▸ **EXTRACTED MATERIAL**
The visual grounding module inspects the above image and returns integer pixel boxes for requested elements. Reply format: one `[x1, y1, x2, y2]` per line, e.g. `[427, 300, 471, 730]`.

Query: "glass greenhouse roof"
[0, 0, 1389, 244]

...

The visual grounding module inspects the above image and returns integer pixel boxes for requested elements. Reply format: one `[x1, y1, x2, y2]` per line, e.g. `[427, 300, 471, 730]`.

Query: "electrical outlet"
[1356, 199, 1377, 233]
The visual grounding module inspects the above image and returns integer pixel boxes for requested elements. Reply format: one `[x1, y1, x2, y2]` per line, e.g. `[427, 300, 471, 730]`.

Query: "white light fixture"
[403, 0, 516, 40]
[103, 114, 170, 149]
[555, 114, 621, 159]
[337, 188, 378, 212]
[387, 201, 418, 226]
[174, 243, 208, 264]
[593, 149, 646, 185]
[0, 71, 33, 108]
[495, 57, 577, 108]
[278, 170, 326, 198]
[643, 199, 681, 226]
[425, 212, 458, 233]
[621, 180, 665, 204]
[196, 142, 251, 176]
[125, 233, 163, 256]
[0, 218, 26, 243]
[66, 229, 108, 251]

* * *

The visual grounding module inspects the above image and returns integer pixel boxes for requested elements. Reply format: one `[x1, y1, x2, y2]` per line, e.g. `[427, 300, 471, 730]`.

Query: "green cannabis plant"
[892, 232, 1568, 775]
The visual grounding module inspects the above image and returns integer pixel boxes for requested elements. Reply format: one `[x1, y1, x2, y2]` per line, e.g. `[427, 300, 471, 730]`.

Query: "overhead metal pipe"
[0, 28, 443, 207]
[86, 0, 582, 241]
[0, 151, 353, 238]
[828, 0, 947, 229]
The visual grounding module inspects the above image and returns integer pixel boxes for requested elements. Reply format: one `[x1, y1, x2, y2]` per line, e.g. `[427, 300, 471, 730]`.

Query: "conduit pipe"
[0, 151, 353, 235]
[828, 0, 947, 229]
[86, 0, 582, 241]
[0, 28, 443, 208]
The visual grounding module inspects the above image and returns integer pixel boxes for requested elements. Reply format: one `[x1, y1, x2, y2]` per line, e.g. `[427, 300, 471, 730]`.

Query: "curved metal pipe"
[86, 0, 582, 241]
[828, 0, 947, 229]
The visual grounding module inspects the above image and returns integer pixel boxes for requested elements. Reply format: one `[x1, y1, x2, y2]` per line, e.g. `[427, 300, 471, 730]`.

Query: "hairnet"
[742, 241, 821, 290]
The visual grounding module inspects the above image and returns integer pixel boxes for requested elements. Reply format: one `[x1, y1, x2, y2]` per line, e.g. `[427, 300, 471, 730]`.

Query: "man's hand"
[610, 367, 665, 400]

▸ **INSTRUCTIONS TO FOLLOW**
List every line of the entries above that contains the string "Query". Case counts.

▸ **SOLUTION**
Query: "glass greenhouse roof"
Query: "electrical outlet"
Query: "white light fixture"
Query: "green cannabis plant"
Query: "overhead metal pipe"
Query: "conduit pipe"
Query: "curved metal pipe"
Query: "hairnet"
Query: "man's hand"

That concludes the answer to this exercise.